[Given data]:
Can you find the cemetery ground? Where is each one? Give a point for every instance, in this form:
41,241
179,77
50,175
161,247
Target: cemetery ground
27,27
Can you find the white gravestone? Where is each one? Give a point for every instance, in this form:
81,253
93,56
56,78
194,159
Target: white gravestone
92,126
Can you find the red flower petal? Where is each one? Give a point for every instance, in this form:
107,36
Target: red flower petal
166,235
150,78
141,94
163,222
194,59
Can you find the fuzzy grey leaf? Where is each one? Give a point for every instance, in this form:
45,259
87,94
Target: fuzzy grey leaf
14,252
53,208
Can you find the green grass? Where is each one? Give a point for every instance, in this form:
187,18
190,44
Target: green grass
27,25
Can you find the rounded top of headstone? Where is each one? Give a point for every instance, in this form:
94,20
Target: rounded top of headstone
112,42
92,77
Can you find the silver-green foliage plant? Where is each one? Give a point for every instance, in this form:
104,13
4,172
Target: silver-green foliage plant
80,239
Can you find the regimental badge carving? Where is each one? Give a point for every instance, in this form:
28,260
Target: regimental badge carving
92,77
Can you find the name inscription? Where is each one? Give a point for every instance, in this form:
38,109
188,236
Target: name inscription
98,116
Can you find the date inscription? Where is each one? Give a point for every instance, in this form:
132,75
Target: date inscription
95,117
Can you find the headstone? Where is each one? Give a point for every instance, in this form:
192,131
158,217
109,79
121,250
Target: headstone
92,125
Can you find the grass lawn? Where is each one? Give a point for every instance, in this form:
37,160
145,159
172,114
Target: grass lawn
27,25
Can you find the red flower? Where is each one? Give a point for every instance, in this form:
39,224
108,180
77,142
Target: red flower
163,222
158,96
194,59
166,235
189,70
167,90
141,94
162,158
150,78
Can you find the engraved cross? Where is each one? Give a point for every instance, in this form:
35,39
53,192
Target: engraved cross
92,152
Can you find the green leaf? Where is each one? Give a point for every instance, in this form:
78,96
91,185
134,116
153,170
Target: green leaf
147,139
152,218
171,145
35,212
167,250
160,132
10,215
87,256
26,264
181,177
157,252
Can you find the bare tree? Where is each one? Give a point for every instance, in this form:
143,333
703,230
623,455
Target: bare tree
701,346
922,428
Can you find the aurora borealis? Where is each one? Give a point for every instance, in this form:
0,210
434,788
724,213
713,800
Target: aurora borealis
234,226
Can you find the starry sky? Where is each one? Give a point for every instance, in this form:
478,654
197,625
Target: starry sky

[Work to complete]:
Reprint the entire listing exactly.

[Exercise response]:
Can you find the cemetery ground? Where is each one? Give a point for every instance, in this form:
41,241
179,77
50,175
161,247
Target: cemetery ground
27,27
Can you find the white gravestone? Where is each one? Give a point for every instance, in this form:
81,253
93,56
56,78
194,159
Target: white gravestone
92,126
Can you find the red flower petal? Where is each one? Give a point for every instance, in this form:
107,36
Target: red flower petal
166,235
150,78
141,94
163,222
194,59
Can you find the fuzzy grey leaf? Where is each one? Give a point for every instance, in this form:
45,259
87,94
Target: fuzzy grey leaf
14,252
53,208
Can you find the green grass? Where is each one? Give a point for every instance, in this form:
187,18
190,44
Target: green grass
27,25
Can you find the rounded top of headstone? Where is each one? Give a point for every instance, in this form:
94,20
Target: rounded top of headstone
112,42
92,77
Can you find the silver-green foliage plant? Where is each one? Give a point for every instance, in this form:
104,13
4,172
Target: silver-green foliage plant
80,239
Can you find the regimental badge carving? Where is each one? Give a point for every instance, in this form:
28,260
Target: regimental badge carving
92,77
Can you find the name inscription? Where is each one? Give a point for every instance, in this form:
38,109
188,236
Target: name inscription
98,116
Can you find the date inscription? Where is each one? Give a point for every instance, in this form:
132,75
Target: date inscription
95,117
Can you find the headstone? Where is each one? Give a point for every instance, in this form:
192,131
158,217
109,79
121,250
Target: headstone
92,125
Can you find the grass lawn? Where is each one? Give a point for every instance, in this form:
37,160
145,159
172,114
Target: grass lawn
27,25
Can you find the red flower? Where is each one? Give a point for every instance, in this form:
39,224
108,180
77,142
Target: red flower
163,222
158,96
194,59
166,235
189,70
167,90
141,94
162,158
150,78
Can you find the engraved cross? Where is each one? Give a point for every instance, in this form:
35,39
53,192
Target: engraved cross
92,152
Can you find the green leaf? Where is each one? Give a point for every instance, in this form:
78,96
91,185
134,116
153,170
Target: green leaf
147,139
152,218
171,145
35,212
167,250
160,132
10,215
87,256
26,264
181,177
157,252
Can you find the bare tree? Where is each one? Give a point for every instance, in this form:
143,333
703,230
623,455
Target: bare tree
701,346
922,428
Can you find the aurora borealis? Where is each one? Give a point for every instance, in this form:
0,210
434,788
724,213
713,800
Target: aurora borealis
234,226
Can you find the starry sky? Where is each one? Give a point for every instance, in this form:
478,654
197,625
Target: starry sky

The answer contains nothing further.